OK, now that we’re looking at the Mormon of the Year, I’d also like to look at what the big news stories were for the year. In a lot of ways its been a very busy news year, with, by my count, three big stories dominating:
- Mitt Romney’s presidential candidacy
- The confusion of the LDS Church with the FLDS Church in the news
- The Mormon role in the successful effort to pass Proposition 8.
But there were also smaller, important stories that happened during the year, especially if you include in News about Mormonism news about people who are Mormon.
So, what were the important news stories of the year that involved Mormons and Mormonism?
Personally, I’m most interested in stories from outside the United States — stories that demonstrate that Mormons aren’t just in Utah and the Intermountain West; and stories that help us go beyond the culture that the concentration of Mormons there represents.
But others may find that particularly interesting.
If you post a story, please give us a link to where we can read more about it.
Over the next few days I hope to go through the news sources I have available to me and I’ll add what I can find.
So, who was MOTY in 2007, 2006….?
Bevan:
Those years the MotY process wasn’t held. I did try to run a version of MotY in 2001 (and perhaps in 2000 – I can’t remember), but when I stopped running Mormon News in 2002, I lost the only venue where I could run such a contest. When I was brought on here on T&S in August, I gained a venue for doing this kind of thing (although I didn’t really think about trying to do it until last week).
To my knowledge, no one else has tried to run MotY or anything like it.
I’d say the biggest story is President Hinckley dieing and Thomas Monson being sustained as the new prophet.
Adam, I’ve seen this transition happen 7 times during my life. It is a marvelous thing in many ways.
But, I can’t see how the transition itself is big news. The procedure for transition is laid out so clearly that what will happen and how it will happen is almost not news! We all knew that Pres. Hinckley was old, that he would pass on eventually, and that President Monson was next in line to take his place. The only think we didn’t know is when it would happen.
---*---
◆ **WHAT YOU ARE ASKED TO DO**: Copy the Mormon news post word for word, starting with "To my knowledge, no" and going on through "in many ways.".

◆ **DATA SHOWN**:
---*---
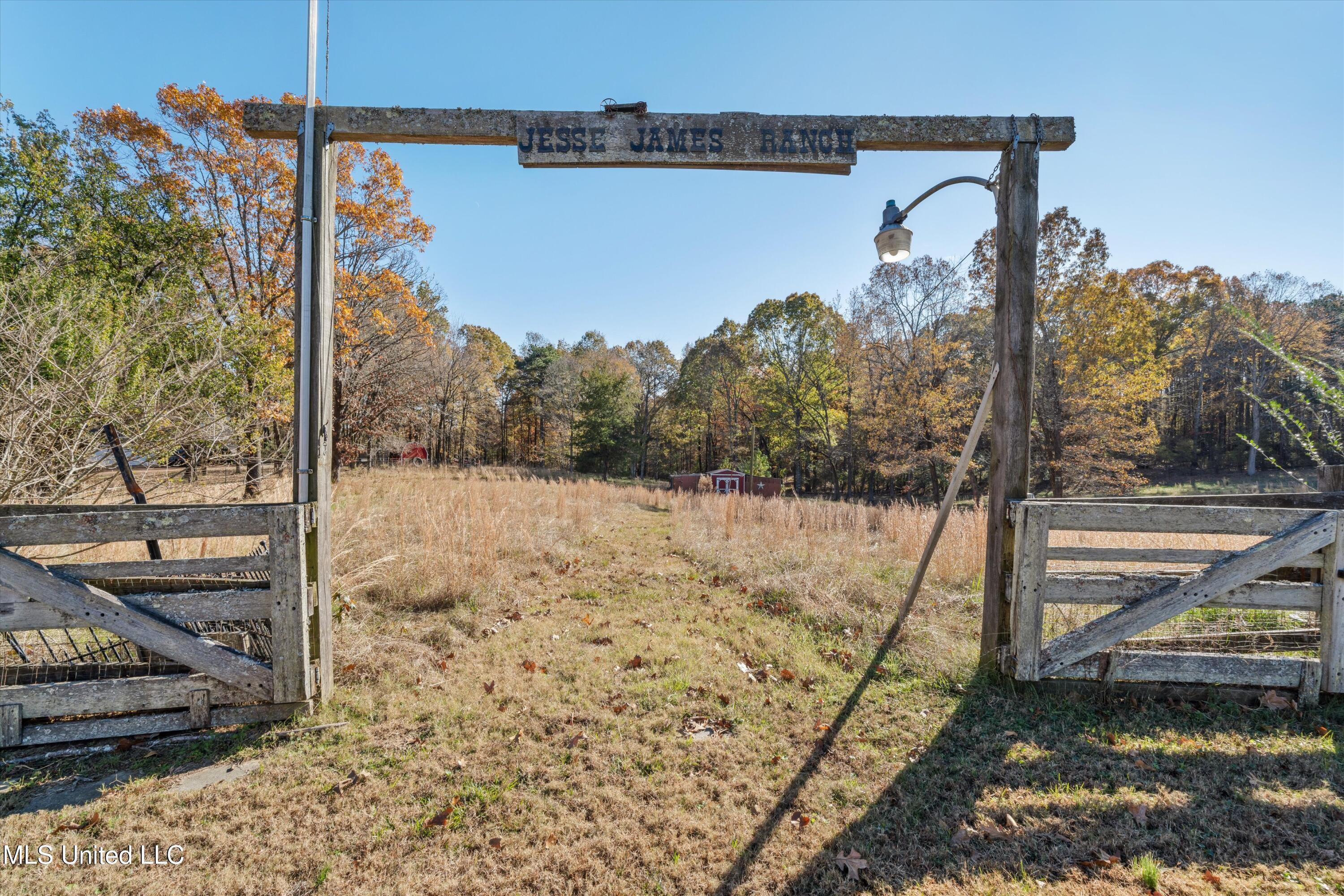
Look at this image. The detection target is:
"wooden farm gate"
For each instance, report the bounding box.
---*---
◆ **FINISHED ANSWER**:
To my knowledge, no one else has tried to run MotY or anything like it.
I’d say the biggest story is President Hinckley dieing and Thomas Monson being sustained as the new prophet.
Adam, I’ve seen this transition happen 7 times during my life. It is a marvelous thing in many ways.